** Task objective **
Find each line of the entries with the string "below", please, and copy it.

** Provided data **
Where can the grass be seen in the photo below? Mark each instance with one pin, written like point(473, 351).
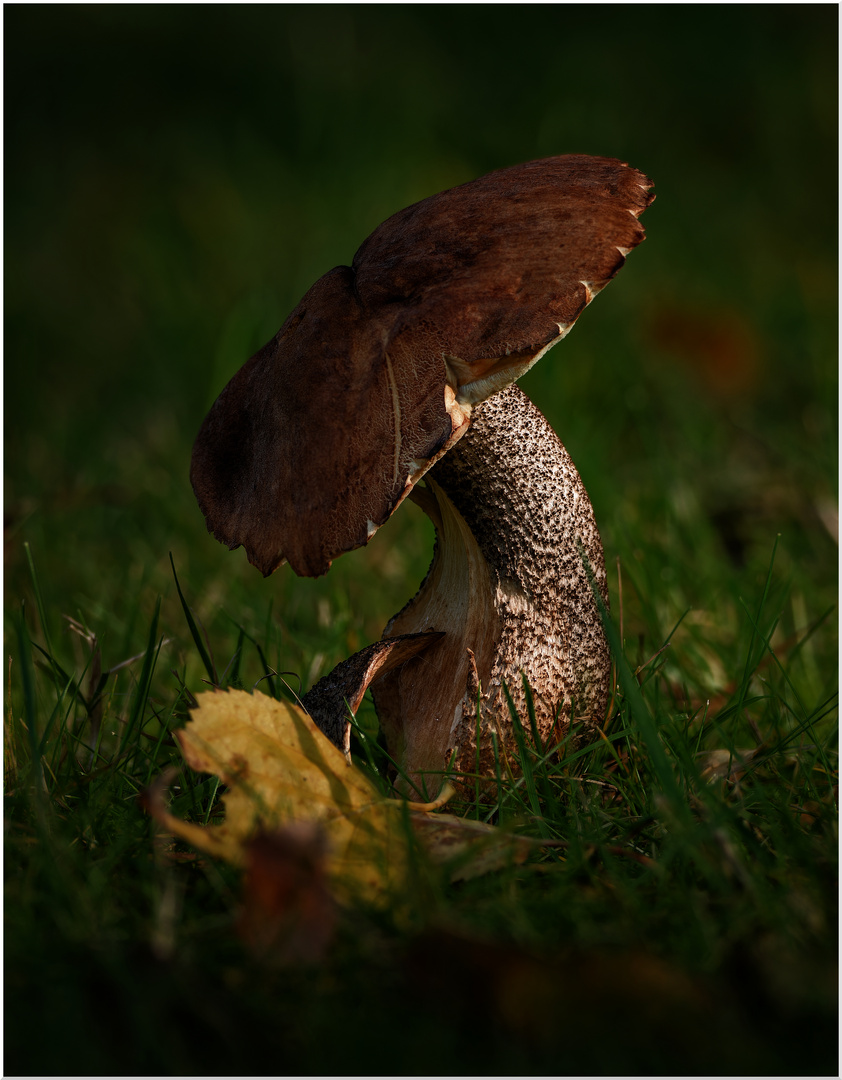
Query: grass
point(686, 918)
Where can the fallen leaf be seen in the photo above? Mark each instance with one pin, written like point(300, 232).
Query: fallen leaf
point(281, 769)
point(724, 764)
point(472, 847)
point(288, 914)
point(284, 777)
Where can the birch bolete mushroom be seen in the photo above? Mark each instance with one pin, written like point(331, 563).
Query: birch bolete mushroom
point(398, 367)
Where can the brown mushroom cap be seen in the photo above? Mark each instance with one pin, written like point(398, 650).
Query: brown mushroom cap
point(323, 433)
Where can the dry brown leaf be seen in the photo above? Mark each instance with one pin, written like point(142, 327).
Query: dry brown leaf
point(724, 764)
point(281, 771)
point(287, 915)
point(473, 847)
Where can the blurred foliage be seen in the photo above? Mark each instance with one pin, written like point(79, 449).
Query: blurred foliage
point(178, 176)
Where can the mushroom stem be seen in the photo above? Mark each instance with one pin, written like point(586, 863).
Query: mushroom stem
point(510, 589)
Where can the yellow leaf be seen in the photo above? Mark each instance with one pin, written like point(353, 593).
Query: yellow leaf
point(280, 769)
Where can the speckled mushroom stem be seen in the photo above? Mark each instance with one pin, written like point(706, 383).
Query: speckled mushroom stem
point(508, 588)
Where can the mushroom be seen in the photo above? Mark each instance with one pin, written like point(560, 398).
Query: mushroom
point(398, 368)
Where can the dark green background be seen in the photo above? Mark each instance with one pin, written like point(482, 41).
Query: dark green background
point(177, 177)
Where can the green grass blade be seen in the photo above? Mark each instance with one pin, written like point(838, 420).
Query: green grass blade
point(194, 632)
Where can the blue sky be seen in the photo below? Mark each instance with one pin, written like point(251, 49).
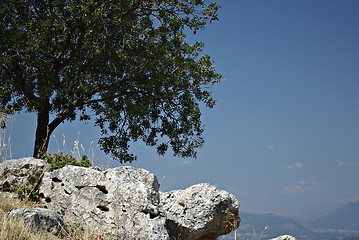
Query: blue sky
point(285, 130)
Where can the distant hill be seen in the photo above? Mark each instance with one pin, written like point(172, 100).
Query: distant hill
point(345, 217)
point(267, 226)
point(252, 226)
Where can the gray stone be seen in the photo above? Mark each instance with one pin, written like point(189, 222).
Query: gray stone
point(200, 212)
point(15, 172)
point(284, 237)
point(43, 218)
point(123, 201)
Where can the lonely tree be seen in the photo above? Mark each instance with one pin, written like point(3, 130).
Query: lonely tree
point(124, 63)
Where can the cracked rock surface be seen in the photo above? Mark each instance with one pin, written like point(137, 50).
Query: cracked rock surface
point(121, 200)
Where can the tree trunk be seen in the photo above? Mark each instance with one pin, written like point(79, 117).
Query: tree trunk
point(42, 131)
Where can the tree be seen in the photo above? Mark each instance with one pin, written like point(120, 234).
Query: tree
point(125, 63)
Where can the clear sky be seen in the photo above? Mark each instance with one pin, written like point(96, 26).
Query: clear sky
point(285, 130)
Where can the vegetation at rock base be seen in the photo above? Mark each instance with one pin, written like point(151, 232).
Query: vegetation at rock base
point(59, 160)
point(126, 64)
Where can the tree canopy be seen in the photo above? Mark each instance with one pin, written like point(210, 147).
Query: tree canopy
point(126, 64)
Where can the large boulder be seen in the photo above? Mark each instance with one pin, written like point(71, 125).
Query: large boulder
point(17, 171)
point(126, 202)
point(35, 218)
point(200, 212)
point(123, 200)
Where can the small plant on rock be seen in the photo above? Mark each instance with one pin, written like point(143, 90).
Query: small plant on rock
point(27, 190)
point(60, 160)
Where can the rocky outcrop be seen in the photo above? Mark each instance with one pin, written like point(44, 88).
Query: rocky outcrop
point(126, 202)
point(49, 220)
point(200, 212)
point(121, 200)
point(16, 172)
point(284, 237)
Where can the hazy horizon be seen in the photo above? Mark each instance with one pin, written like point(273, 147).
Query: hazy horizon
point(284, 133)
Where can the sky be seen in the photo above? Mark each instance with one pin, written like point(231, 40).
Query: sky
point(285, 130)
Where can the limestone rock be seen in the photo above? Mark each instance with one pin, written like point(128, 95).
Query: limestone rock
point(15, 172)
point(200, 212)
point(284, 237)
point(122, 200)
point(36, 218)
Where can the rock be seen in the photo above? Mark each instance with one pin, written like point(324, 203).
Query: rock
point(15, 172)
point(126, 202)
point(36, 218)
point(123, 200)
point(200, 212)
point(284, 237)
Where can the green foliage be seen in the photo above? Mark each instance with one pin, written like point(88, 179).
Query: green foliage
point(125, 63)
point(60, 160)
point(28, 188)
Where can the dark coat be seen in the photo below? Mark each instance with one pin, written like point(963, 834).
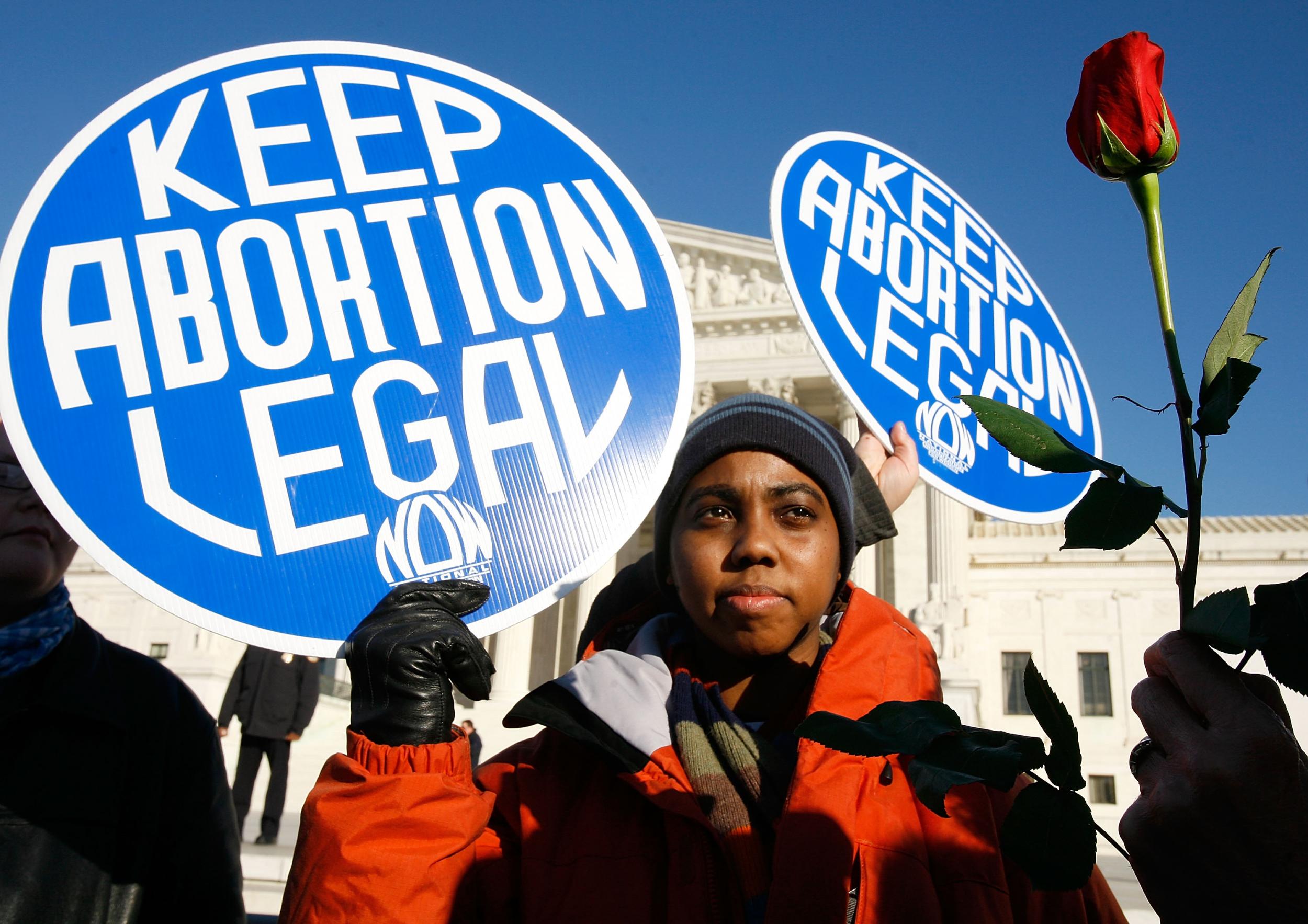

** The answer **
Where can the grass be seen in the photo below? Mark each instance with one pin, written like point(473, 351).
Where can the blue sky be seen in the photo below? Mark each instance with one pin, written like point(251, 49).
Where can the dark coat be seen in the photo below? Mark each instance with one pin, written like point(963, 834).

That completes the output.